= Required tasks =
1. In the article below about abuse of GAA referees, what penalty did the manager who assaulted Thomas Gleeson receive?
2. Using the GAA referee article below, explain why Gleeson kept refereeing after the assault, in one to three sentences.
3. Carry on the article below about abuse of GAA referees from its final sentence.

= Excerpt provided =
A VETERAN GAA REFEREE from Dublin has given an insight into the abuse referee's receive at underage level.  

Dublin referee Thomas Gleeson was speaking at a media event in Croke Park on Thursday. Gleeson attended the new ’Respect the Referee’ campaign from the GAA and told the media of time he was physically assaulted after doing his duties for U11s game in Dublin in the year 2000.  

“In Dublin GAA there are skill points awarded so after a match I said a certain club won,” Gleeson explained. 

“The manager of the other team came up and said I was wrong. He followed me all the way out to the car and basically pushed me just before I got into my friend’s car.  

Since then, he's claimed nothing has happened since, but a wave of attacks have started to creep back into the games. A match official was attacked in Roscommon in August in a minor game, and the same thing happened in Wexford during another underage match last month.

“That was three years into it. Since then, nothing has really happened. More verbal stuff than anything. Again, I had the right people around me, the right surroundings around me, to keep refereeing because it was something that I was really enjoying and I wanted to keep doing," he added. 

The manager responsible for assaulting Gleeson received a six month suspension after he reported him to his club coordinator.

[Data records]

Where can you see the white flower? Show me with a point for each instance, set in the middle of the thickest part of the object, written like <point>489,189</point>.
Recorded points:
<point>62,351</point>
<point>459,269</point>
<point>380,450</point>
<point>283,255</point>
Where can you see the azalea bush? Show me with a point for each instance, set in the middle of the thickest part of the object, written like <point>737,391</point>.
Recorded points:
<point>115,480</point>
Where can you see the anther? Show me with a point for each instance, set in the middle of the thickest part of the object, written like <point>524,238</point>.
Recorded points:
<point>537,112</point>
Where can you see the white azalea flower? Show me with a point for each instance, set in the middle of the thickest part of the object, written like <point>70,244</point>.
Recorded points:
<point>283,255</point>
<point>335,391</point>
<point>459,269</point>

---

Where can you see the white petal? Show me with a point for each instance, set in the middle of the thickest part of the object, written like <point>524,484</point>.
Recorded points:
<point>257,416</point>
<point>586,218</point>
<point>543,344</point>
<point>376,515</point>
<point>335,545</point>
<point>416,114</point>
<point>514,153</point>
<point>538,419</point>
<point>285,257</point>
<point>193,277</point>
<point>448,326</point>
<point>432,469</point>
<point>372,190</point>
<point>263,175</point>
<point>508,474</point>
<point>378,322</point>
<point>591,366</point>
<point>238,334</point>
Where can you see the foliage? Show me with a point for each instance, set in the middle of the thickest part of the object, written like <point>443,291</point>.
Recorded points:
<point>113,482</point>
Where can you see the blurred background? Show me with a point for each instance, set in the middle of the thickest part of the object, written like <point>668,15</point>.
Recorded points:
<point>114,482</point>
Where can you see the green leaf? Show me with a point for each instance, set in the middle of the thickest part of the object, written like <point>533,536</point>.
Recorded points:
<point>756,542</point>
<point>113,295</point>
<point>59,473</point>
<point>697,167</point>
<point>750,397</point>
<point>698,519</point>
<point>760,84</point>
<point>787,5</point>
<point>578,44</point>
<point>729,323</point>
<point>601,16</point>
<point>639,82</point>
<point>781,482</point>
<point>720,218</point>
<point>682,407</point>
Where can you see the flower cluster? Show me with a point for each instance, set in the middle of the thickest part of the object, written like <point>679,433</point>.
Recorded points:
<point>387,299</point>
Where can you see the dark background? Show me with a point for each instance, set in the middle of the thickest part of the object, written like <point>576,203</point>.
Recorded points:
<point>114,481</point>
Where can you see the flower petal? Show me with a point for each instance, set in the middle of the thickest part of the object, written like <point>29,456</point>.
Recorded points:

= Answers by task =
1. He received a six-month suspension.

2. Gleeson kept refereeing because he had the right people and the right surroundings around him. He was also really enjoying refereeing and wanted to keep doing it.

3.
“At the end of the day, it shouldn’t happen. Because if that happens to maybe one or two other lads who don’t have what I had in place, or if I hadn’t the right people around me, where would they or I would be today would be ominous.” 

Gleeson was the man in the middle for Kilmacud Crokes and Ballyboden St Enda’s last weekend. He also worked for Clontarf outfit Scoil Ui Chonaill in the past.

The experienced match official believes that silent side-lines must be the way forward.  

“You have parents roaring and screaming from the side-lines, but they don’t know the rules. So, the referee could be 100% right and the parents could be 100% but then the referee will think that he or she is not doing a good job and then everything goes all over the place. 

“Definitely silent side-lines is something that the GAA overall should be looking into, rather than just in each and every club every so often putting it in place, every club should have it in place.” 

It’s brilliant. It helps the referee focus more on the game and on the rules and focus more on teaching the players the right techniques rather than the wrong techniques.”